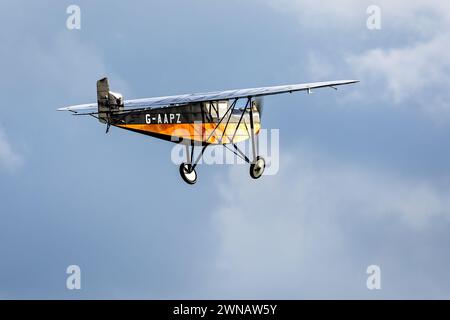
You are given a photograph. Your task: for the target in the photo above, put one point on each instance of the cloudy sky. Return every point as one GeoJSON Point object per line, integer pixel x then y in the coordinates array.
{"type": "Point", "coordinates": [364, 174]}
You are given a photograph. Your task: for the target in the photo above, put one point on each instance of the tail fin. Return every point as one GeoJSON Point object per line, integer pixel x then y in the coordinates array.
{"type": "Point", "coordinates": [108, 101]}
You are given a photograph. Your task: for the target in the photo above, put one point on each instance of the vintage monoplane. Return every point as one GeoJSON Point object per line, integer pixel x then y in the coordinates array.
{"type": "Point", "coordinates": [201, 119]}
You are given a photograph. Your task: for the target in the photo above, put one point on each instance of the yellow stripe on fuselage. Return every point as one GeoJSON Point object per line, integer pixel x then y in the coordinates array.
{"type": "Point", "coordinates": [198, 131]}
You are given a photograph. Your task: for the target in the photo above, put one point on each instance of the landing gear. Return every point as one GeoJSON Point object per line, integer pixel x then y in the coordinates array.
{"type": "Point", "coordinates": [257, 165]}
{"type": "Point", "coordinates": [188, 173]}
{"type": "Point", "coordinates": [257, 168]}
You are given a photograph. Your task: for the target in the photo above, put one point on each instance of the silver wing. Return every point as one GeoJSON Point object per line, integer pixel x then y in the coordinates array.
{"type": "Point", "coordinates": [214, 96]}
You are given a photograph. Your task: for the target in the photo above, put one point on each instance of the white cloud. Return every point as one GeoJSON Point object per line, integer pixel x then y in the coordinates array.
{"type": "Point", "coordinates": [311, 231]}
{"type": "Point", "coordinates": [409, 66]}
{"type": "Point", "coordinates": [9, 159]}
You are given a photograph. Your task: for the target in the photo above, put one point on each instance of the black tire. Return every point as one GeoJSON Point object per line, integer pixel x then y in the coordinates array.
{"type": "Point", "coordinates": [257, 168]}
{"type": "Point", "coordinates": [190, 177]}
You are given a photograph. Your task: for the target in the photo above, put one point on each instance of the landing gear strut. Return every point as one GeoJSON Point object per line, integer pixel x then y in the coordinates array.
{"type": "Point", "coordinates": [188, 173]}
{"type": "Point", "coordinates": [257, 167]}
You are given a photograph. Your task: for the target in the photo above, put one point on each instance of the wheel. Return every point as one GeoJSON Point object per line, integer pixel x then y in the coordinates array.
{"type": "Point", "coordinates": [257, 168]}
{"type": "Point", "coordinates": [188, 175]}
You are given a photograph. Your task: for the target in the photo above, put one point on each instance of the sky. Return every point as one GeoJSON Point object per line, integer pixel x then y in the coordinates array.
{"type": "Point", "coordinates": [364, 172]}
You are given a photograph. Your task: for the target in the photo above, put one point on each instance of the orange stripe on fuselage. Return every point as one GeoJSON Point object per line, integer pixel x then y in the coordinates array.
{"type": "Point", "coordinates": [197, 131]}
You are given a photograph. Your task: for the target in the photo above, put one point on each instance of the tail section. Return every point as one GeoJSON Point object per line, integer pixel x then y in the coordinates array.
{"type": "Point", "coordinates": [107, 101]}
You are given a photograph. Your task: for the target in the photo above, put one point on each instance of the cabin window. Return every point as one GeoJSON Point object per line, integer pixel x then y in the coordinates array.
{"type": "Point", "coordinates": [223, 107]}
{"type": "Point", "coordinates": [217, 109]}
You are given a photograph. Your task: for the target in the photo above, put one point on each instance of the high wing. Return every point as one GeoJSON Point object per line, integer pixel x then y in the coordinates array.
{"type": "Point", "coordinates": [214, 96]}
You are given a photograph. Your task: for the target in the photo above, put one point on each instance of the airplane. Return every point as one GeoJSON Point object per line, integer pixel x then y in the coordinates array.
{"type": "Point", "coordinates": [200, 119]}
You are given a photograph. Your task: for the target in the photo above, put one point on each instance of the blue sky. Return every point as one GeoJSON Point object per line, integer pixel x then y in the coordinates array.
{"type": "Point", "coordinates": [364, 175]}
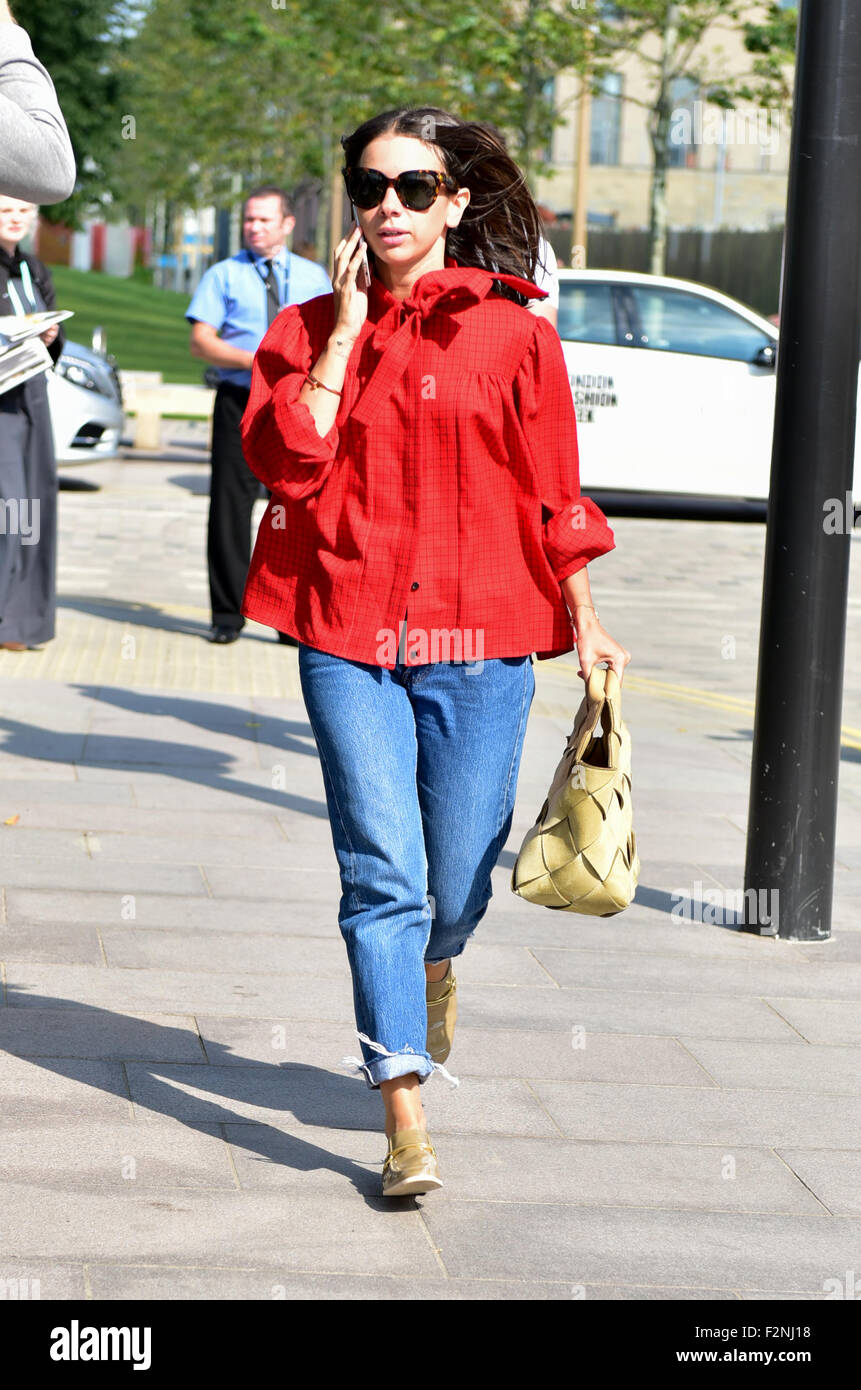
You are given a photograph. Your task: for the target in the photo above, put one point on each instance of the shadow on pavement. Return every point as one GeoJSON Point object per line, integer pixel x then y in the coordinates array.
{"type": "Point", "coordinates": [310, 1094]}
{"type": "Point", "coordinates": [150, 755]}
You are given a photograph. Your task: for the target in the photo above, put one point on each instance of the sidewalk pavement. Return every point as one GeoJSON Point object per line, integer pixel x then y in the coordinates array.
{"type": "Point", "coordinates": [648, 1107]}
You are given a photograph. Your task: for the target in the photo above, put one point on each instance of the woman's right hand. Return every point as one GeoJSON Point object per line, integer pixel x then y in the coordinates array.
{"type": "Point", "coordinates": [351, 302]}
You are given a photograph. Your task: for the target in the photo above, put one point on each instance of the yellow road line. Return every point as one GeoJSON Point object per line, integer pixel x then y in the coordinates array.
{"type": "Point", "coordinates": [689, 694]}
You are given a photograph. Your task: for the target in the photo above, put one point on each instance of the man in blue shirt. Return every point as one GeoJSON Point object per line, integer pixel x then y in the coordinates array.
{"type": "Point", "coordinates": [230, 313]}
========================================
Find the line containing "of the sidewalk". Reproduce it exactly, along with every line after it through the last.

You are given a photograph. Your task: for the target in the photo above, put one point on each instance of the sidewalk pavement. Return every point as one GeoJSON Point object per line, integer pixel x then y in the coordinates array.
{"type": "Point", "coordinates": [648, 1107]}
You are given a photograph. Your task: for the target in the photo above, put one point on each instance of the woman's right hand. Return every point as one GeoJSON Point object per line, integer pixel x then y in the coordinates array.
{"type": "Point", "coordinates": [351, 302]}
You are given a photograph. Your task: for the target in the photo above, put one point on each instance of the yellow road line. Return every point as one GeoJSON Point object per line, integer pixel x then y in the coordinates array.
{"type": "Point", "coordinates": [689, 694]}
You are given a photograph. Your task: for the target in the photo above, put one point on each instance of the man in blue shirt. Return every point as one GeoJSON Point object per line, integer pixel x then y in the coordinates array.
{"type": "Point", "coordinates": [230, 313]}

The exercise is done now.